**Work to be completed**
Entries follow. Set all of them down as they stand.

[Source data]
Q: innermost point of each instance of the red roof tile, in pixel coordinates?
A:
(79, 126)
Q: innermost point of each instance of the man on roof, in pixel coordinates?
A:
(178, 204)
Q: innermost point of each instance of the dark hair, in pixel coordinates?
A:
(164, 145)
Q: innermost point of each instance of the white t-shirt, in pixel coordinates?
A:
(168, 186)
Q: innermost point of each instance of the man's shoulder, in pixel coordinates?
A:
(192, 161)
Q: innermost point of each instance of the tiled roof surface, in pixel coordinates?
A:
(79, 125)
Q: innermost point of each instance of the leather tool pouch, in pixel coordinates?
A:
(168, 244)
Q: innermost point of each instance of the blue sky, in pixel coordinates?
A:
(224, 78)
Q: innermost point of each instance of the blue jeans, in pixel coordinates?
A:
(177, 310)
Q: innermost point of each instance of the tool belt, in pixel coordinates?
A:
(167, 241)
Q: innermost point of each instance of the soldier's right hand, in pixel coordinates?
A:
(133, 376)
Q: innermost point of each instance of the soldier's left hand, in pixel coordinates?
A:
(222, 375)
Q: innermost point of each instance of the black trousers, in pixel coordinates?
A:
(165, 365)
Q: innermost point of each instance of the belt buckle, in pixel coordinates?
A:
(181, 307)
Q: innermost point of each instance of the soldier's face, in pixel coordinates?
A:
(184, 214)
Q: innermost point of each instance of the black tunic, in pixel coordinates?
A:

**Worked solution**
Q: innermost point of each instance of the red roof tile, in pixel coordinates?
A:
(79, 126)
Q: innermost point of each instance of the man on roof, in pixel coordinates?
A:
(178, 204)
Q: innermost point of each instance of the dark hair, in pixel coordinates?
A:
(164, 145)
Q: innermost point of each instance of the white t-shirt, in pixel coordinates?
A:
(168, 186)
Q: innermost point of each instance of the man's shoulder, in pixel coordinates?
A:
(192, 161)
Q: innermost point of each instance of the tiled roof surface, in pixel coordinates?
A:
(79, 125)
Q: innermost point of each instance of the leather tool pouch, in pixel coordinates?
A:
(168, 244)
Q: innermost point of each instance of the blue sky, in pixel coordinates?
A:
(224, 78)
Q: innermost point of each instance of the blue jeans, in pixel coordinates?
A:
(177, 310)
Q: innermost point of each instance of the tool belt, in pixel coordinates?
A:
(167, 241)
Q: innermost point of each instance of the soldier's right hand, in pixel coordinates?
A:
(133, 376)
Q: innermost point of each instance of the soldier's left hand, in pixel coordinates?
A:
(222, 375)
Q: innermost point of each instance of the black trousers, in pixel coordinates?
A:
(165, 365)
Q: innermost point of each instance of the belt buckle, in pixel coordinates?
A:
(181, 307)
Q: innermost point of each instance of the soldier's face, in pixel coordinates?
A:
(184, 214)
Q: innermost point of each instance of the black tunic, in pixel coordinates?
A:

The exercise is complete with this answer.